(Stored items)
━━━━━━━━━━━━━━━━━━━━━━━━━━━━━━

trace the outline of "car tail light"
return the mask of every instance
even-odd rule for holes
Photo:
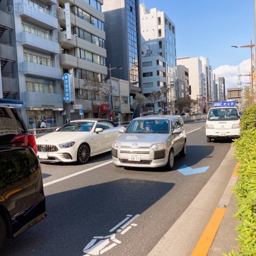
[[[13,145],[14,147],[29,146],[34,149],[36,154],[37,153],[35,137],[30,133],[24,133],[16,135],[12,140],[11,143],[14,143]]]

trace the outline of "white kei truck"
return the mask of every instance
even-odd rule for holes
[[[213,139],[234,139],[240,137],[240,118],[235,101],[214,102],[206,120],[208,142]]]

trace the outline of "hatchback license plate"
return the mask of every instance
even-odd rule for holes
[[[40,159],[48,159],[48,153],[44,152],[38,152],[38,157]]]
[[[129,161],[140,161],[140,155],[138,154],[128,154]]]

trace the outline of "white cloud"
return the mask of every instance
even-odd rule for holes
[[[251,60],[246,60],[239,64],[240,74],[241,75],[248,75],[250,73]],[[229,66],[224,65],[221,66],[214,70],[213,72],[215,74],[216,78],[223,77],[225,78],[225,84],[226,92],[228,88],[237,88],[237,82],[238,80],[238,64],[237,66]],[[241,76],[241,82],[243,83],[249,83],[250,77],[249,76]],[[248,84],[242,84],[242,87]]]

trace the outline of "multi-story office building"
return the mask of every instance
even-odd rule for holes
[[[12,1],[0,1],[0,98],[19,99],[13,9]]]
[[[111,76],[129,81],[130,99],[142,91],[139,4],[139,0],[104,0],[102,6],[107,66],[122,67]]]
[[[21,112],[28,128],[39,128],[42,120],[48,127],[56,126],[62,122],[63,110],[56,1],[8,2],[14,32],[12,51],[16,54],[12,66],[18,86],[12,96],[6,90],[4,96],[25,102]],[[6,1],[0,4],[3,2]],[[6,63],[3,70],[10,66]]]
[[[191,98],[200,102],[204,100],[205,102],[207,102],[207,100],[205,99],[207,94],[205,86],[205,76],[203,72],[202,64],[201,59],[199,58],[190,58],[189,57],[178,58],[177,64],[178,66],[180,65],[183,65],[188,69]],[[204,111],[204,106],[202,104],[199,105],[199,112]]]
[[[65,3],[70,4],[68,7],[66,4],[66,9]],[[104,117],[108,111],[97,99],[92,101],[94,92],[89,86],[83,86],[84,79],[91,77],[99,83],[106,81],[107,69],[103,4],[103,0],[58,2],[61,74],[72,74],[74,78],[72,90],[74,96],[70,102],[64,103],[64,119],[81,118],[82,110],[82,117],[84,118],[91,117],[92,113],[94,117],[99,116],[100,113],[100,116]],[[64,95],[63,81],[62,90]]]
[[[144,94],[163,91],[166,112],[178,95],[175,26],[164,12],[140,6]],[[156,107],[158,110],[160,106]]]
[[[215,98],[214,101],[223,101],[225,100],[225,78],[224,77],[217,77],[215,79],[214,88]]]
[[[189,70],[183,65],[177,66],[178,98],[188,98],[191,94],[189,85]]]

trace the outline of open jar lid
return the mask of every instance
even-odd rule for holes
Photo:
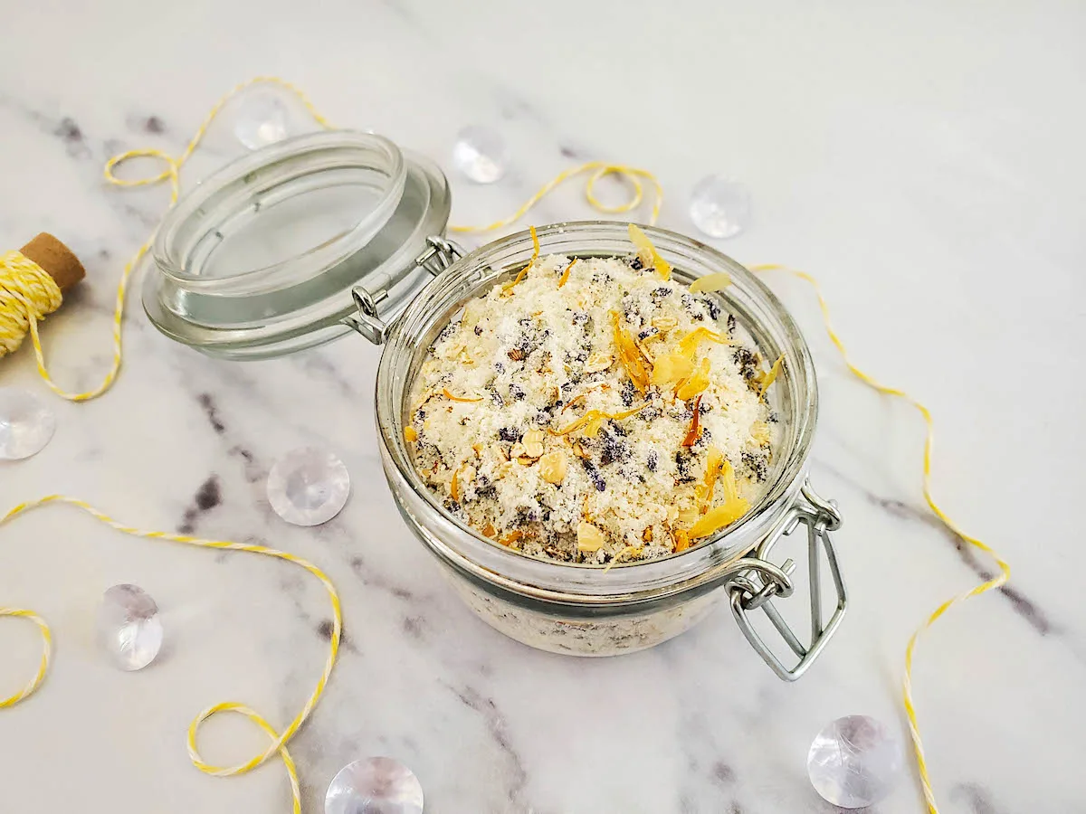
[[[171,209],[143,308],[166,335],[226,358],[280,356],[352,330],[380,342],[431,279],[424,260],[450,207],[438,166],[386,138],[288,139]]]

━━━━━━━━━━━━━━━━━━━━━━━━━━━━━━

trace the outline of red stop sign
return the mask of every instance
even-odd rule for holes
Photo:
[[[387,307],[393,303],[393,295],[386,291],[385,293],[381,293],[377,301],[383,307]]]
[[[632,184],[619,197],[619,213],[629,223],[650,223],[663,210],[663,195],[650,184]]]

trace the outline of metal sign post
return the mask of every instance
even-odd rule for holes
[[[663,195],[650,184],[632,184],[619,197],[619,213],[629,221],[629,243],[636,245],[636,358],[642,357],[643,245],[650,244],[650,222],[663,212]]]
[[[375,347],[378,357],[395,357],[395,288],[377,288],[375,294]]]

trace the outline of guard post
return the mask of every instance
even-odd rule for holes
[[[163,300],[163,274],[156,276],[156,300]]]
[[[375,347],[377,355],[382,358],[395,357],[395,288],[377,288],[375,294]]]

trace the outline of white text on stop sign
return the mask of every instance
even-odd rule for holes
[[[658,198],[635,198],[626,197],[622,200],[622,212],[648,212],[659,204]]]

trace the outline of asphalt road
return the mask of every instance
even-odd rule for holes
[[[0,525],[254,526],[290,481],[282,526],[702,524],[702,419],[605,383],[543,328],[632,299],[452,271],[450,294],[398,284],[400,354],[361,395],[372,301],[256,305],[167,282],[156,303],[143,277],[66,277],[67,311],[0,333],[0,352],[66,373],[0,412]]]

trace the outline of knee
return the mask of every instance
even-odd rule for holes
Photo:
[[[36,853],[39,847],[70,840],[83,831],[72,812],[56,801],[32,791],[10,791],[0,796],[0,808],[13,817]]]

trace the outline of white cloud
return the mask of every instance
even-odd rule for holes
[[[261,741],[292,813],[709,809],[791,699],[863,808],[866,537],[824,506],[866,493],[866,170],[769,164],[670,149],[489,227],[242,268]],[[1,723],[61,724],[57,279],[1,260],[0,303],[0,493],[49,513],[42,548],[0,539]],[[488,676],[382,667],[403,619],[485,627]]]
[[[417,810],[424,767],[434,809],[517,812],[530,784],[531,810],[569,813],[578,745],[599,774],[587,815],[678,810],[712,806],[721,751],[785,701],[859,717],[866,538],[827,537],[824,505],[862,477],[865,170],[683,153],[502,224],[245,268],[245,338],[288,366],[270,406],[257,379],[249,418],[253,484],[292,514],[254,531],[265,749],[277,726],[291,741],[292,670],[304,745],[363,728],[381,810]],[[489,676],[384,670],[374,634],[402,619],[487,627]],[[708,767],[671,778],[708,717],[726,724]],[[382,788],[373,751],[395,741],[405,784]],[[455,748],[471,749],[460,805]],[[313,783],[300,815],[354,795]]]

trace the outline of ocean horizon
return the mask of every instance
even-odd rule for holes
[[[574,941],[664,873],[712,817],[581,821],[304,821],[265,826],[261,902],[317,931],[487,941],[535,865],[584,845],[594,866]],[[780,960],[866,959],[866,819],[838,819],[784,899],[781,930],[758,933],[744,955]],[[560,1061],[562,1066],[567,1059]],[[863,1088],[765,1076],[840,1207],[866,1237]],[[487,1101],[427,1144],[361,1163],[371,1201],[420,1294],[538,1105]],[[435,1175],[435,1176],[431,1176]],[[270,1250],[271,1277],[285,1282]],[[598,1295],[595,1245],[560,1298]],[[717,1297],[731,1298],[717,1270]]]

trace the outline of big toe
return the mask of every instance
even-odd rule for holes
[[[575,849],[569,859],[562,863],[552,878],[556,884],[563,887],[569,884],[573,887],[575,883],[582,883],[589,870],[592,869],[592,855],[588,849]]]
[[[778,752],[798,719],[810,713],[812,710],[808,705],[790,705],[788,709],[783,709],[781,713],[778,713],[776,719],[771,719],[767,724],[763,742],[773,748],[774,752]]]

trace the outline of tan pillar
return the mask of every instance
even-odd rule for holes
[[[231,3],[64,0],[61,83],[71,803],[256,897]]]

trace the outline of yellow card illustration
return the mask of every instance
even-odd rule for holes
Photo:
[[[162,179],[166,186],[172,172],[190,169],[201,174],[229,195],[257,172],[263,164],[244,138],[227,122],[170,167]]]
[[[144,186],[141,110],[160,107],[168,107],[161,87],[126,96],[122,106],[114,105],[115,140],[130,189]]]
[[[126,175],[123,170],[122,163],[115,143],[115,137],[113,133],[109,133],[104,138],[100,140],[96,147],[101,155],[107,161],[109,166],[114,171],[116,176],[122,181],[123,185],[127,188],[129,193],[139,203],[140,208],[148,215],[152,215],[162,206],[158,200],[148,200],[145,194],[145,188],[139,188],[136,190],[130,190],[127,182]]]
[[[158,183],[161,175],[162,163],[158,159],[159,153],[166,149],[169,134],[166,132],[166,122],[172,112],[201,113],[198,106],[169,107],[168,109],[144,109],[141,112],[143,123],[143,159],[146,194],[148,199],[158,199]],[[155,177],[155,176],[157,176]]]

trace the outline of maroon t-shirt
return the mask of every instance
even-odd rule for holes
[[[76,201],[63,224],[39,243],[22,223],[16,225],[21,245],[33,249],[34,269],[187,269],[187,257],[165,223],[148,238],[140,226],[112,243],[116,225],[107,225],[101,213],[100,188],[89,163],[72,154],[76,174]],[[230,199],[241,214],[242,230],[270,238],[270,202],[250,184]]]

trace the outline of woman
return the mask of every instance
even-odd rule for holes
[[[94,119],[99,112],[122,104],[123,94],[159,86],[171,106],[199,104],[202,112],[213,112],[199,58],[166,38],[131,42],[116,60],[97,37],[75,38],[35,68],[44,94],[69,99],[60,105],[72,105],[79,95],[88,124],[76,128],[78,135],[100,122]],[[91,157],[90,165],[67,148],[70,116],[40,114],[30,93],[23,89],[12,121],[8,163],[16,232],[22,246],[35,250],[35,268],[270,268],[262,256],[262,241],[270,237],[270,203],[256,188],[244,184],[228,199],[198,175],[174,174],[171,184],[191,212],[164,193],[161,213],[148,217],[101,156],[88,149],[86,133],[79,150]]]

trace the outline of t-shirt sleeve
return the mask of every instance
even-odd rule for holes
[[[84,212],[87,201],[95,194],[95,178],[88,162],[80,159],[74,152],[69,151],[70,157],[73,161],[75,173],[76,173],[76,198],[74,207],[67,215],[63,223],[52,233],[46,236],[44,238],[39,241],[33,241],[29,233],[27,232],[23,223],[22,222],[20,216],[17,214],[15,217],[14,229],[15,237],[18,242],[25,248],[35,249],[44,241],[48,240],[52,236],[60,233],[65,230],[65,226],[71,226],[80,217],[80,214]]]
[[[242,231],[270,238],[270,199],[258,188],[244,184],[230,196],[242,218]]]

━━━━━━━━━━━━━━━━━━━━━━━━━━━━━━

• **EXERCISE INSTRUCTIONS**
Extract every line of the records that contains the string "shirt", matching case exactly.

• **ANSWER**
trace the outline of maroon t-shirt
trace the outline of t-shirt sleeve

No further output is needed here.